**Вопросы по материалу**
1. Определите, согласуется ли каждое из утверждений (а), (б), (в) с текстом об исповеди. Ответьте «да» или «нет» и приведите решающие слова текста в точной цитате.
(а) Святой Антоний обратился с наставлением к своим братьям в 271 году.
(б) Практика исповеди с самого начала предназначалась для всех мирян.
(в) На всех мирян эту практику распространили в XIII веке по решению Латранского собора.
2. Ответьте на вопросы по тексту об исповеди, пометив каждый ответ той же буквой, что и вопрос.
(а) Из какой страны был монах, святой Антоний?
(б) Какие годы указаны рядом с именем святого Пахома?
(в) Какое латинское выражение открывает последнюю строку текста?
3. Продолжите текст об исповеди, начиная сразу после его последней строки.

**Предоставленный текст**
^^^^^^^^
Мы обязаны этим вымыслом, этим головокружением, в котором христианское распадение разрешается порядком дискурса, одному монаху из Египта — святому Антонию. В 271 году, наставляя своих братьев, он сказал: «Пусть каждый из нас заметит и запишет свои действия и свои чувства, как если бы он должен был сообщить об этом другому… Так же как мы не предаемся никогда любодеянию в присутствии свидетелей, мы, если будем описывать наши мысли так, как если бы это было предназначено для других, воздержимся от непристойных мыслей из-за опасения быть узнанным». Слово, обращенное к другому, как основание аскетизма, явное подавление сексуального желания, вводит осуждение, стыд, боязнь. Святой Пахом (290–346) будет развивать это следующим образом: «Это большое зло — не дать немедленно знать о состоянии своей души человеку, упражнявшемуся в распознавании души». Продолжая традиции жалобы, молитвы и покаяния исповедь, очень часто, особенно в начале христианства или в его религиозных обрядах, становилась их составной частью и не смещала акцент с акта покаяния на потребность в другом, мудреце. В этих условиях, для того, чтобы заставить грех измениться в Другом, наиболее ясно проявляется необходимость говорить.

Сначала предназначенная только для монахов, потом распространившаяся в странах кельтов и франков, эта практика лишь в XIII веке, по решению Латранского собора, распространяется на всех мирян. Дискуссии, разногласия, секты… Как исповедоваться? Кто это сможет? Кому отпускаются грехи? и т. д. Нас интересуют не эти вопросы. Нас интересует полная интериоризация греха в дискурсе, который по своему последнему утверждению уничтожает ошибку самим фактом своего объявления перед Единым. Объявления, равноценного доносу.

Felix culpa[147]: грех говорить. Дунс Скот.
^^^^^^^^
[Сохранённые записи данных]
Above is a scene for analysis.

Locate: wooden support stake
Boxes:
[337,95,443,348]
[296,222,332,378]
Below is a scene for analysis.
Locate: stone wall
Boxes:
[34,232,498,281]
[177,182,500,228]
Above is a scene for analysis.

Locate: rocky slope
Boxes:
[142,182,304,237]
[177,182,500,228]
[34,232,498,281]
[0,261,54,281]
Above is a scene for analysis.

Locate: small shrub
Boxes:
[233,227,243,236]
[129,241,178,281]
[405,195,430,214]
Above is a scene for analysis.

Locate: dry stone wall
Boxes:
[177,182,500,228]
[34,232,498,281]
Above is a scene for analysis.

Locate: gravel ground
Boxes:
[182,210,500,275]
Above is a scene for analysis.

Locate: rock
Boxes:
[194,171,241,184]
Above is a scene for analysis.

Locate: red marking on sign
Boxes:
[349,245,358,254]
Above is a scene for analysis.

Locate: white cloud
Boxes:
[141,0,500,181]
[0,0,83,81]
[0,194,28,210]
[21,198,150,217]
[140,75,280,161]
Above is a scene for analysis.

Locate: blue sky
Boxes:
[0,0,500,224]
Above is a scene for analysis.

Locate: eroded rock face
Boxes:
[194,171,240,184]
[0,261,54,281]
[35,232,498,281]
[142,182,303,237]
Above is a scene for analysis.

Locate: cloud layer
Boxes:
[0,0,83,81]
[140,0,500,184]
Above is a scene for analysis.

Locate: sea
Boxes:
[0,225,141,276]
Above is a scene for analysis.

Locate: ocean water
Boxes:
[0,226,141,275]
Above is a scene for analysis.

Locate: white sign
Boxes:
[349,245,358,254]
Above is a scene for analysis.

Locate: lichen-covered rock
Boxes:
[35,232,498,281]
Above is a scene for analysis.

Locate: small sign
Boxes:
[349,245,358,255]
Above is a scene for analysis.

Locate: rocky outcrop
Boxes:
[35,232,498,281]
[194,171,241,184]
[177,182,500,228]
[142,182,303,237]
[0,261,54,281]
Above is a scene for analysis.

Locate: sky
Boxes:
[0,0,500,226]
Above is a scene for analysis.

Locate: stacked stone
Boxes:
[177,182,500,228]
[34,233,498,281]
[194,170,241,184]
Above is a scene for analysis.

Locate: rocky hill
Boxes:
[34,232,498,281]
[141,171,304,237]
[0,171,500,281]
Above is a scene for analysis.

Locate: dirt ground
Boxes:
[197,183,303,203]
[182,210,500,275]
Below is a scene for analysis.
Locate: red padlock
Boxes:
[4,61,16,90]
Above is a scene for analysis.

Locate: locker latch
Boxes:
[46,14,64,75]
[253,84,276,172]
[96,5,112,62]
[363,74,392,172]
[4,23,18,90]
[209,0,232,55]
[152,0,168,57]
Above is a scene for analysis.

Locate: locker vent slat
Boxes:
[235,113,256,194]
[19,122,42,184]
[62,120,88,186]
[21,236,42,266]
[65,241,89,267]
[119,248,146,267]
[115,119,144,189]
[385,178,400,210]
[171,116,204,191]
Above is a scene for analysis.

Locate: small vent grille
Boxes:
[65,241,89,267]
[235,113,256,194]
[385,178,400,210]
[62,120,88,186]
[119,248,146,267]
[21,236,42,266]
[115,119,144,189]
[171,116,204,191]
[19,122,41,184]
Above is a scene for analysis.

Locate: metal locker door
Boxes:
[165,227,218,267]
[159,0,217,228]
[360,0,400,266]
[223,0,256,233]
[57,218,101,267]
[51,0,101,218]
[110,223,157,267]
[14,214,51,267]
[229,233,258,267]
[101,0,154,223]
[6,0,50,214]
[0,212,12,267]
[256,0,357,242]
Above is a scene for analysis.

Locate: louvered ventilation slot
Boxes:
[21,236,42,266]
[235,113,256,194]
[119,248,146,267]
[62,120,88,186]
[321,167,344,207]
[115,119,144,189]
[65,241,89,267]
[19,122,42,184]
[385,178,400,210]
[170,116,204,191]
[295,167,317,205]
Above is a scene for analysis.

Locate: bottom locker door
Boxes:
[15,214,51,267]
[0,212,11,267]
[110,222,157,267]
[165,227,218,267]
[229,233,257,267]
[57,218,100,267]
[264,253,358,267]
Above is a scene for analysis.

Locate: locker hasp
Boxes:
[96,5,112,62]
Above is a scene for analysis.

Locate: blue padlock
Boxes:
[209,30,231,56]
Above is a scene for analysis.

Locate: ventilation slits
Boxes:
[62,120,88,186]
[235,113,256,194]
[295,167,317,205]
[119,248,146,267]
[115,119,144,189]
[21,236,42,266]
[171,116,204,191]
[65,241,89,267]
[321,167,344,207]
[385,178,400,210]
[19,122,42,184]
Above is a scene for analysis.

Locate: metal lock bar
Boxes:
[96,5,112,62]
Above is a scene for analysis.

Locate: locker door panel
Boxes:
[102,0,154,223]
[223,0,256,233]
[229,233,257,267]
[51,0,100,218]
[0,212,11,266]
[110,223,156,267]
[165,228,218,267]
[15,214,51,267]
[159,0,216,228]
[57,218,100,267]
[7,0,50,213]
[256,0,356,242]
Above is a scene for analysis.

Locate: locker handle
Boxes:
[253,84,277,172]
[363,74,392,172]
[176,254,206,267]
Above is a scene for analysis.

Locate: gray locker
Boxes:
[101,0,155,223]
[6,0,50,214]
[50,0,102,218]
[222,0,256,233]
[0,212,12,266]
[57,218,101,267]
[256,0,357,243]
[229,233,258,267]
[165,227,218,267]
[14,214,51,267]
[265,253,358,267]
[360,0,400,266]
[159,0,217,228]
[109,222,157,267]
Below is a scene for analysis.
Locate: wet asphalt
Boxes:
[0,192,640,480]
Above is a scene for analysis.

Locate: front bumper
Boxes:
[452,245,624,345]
^^^^^^^^
**Ожидаемые ответы**
1.
(а) Да: «В 271 году, наставляя своих братьев, он сказал».
(б) Нет: «Сначала предназначенная только для монахов».
(в) Да: «лишь в XIII веке, по решению Латранского собора, распространяется на всех мирян».

2.
(а) Из Египта.
(б) 290–346.
(в) Felix culpa.

3.
Понемногу акт говорения сам по себе затмевает все акты искупления, раскаяния, расплаты по долгам перед осуждающим и беспощадным Богом. Правовое соскальзывает в вербальное. В основании этого движения, напомним, — оно имеет значение духовной революции, без сомнения, столь же значимой, как утверждение Христа о том, что нечистое есть не внешняя, а внутренняя сущность человека — идеи логика Дунса Скота. Признание и отпущение грехов — все, для своего прощения грех не нуждается в действиях. Дуне Скот пишет: «Те… кто хочет получить причастие… и у кого нет в момент произнесения слов, в которых пребывает сила причастия (in quo scilicet est vis sacramenti istius), к этому препятствия в виде желания смертного греха, получают покаянную благодать не в силу своих заслуг… а в силу обета Бога пребывать в своем причастии»[148]. Признание как договор с тем, кто отпускает грехи, благодаря слову другого именем Другого: и прощается фундаментальное отвращение, ошибочное суждение, вожделение. Не уничтожены, но отнесены к понятию слова, которое принимает и сдерживает.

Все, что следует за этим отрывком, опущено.